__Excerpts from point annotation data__
● ● ● ● ● ● ●

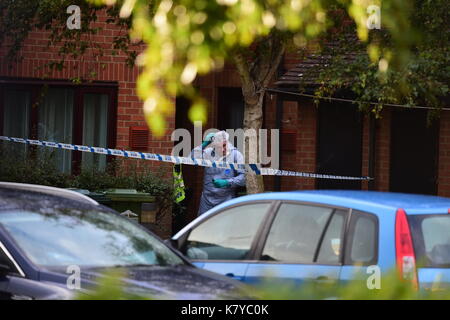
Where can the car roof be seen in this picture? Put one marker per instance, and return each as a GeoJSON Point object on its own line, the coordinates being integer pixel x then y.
{"type": "Point", "coordinates": [372, 201]}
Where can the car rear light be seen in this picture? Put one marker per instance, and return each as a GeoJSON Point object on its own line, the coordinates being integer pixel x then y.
{"type": "Point", "coordinates": [406, 258]}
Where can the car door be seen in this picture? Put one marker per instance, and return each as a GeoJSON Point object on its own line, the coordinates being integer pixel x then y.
{"type": "Point", "coordinates": [302, 242]}
{"type": "Point", "coordinates": [224, 242]}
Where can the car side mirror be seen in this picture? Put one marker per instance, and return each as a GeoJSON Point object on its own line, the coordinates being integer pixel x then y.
{"type": "Point", "coordinates": [172, 243]}
{"type": "Point", "coordinates": [4, 268]}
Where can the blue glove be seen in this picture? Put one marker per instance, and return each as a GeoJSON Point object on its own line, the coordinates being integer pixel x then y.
{"type": "Point", "coordinates": [221, 183]}
{"type": "Point", "coordinates": [208, 139]}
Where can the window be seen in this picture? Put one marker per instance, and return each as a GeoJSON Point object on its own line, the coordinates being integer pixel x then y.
{"type": "Point", "coordinates": [363, 240]}
{"type": "Point", "coordinates": [330, 248]}
{"type": "Point", "coordinates": [227, 235]}
{"type": "Point", "coordinates": [295, 233]}
{"type": "Point", "coordinates": [60, 113]}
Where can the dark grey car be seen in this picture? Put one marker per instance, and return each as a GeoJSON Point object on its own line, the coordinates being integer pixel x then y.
{"type": "Point", "coordinates": [47, 239]}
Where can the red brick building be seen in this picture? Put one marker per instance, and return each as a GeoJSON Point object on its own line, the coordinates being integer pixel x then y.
{"type": "Point", "coordinates": [100, 112]}
{"type": "Point", "coordinates": [398, 150]}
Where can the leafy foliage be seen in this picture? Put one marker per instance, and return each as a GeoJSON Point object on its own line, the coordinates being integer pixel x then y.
{"type": "Point", "coordinates": [392, 288]}
{"type": "Point", "coordinates": [19, 17]}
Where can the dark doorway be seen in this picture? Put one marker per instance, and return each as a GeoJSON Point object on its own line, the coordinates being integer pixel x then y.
{"type": "Point", "coordinates": [339, 149]}
{"type": "Point", "coordinates": [414, 148]}
{"type": "Point", "coordinates": [230, 108]}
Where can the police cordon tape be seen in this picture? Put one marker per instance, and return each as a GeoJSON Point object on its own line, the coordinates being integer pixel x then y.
{"type": "Point", "coordinates": [252, 167]}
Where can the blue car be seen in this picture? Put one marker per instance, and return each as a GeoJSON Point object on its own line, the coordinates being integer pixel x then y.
{"type": "Point", "coordinates": [323, 235]}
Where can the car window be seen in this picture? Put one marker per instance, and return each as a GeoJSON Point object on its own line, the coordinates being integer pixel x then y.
{"type": "Point", "coordinates": [431, 238]}
{"type": "Point", "coordinates": [330, 248]}
{"type": "Point", "coordinates": [295, 233]}
{"type": "Point", "coordinates": [363, 240]}
{"type": "Point", "coordinates": [86, 238]}
{"type": "Point", "coordinates": [227, 235]}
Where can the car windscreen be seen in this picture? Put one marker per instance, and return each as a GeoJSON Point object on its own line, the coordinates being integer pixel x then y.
{"type": "Point", "coordinates": [431, 237]}
{"type": "Point", "coordinates": [66, 237]}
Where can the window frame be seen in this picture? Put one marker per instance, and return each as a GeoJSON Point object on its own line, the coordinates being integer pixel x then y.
{"type": "Point", "coordinates": [35, 87]}
{"type": "Point", "coordinates": [345, 210]}
{"type": "Point", "coordinates": [350, 233]}
{"type": "Point", "coordinates": [251, 254]}
{"type": "Point", "coordinates": [17, 270]}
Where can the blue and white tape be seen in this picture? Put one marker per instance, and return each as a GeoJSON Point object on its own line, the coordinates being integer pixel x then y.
{"type": "Point", "coordinates": [254, 168]}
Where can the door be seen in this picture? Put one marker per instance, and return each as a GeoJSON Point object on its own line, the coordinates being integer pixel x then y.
{"type": "Point", "coordinates": [414, 148]}
{"type": "Point", "coordinates": [431, 237]}
{"type": "Point", "coordinates": [224, 242]}
{"type": "Point", "coordinates": [339, 145]}
{"type": "Point", "coordinates": [303, 243]}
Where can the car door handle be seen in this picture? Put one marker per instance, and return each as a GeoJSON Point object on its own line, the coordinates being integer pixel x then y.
{"type": "Point", "coordinates": [324, 279]}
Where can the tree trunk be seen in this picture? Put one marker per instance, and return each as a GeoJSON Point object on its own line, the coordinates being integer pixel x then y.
{"type": "Point", "coordinates": [255, 77]}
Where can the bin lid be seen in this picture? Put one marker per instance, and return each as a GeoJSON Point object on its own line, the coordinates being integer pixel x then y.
{"type": "Point", "coordinates": [128, 195]}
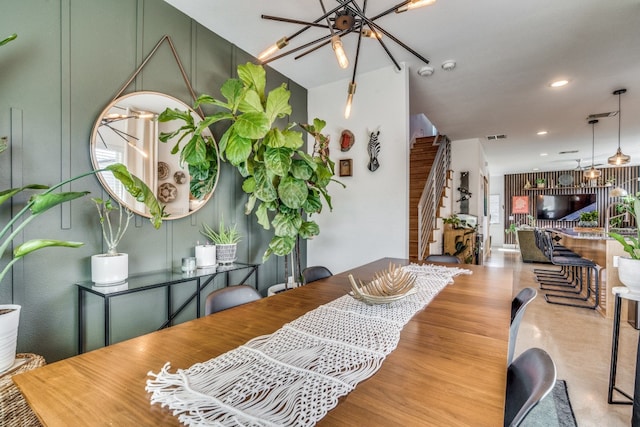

● ● ● ● ● ● ●

__Request__
Copy out every line of the records above that contains the word "dark", matching case exactly.

__Written answer__
Where can the dark grey car be seen in this picture? Put one marker per instance, and return each as a GeoJSON Point object on its own line, the coordinates being integer pixel x then y.
Where can the dark doorway be seen in this picture? Put one marker per instance, and return each as a GeoJSON Point object on its own line, the coordinates being integer pixel x then y.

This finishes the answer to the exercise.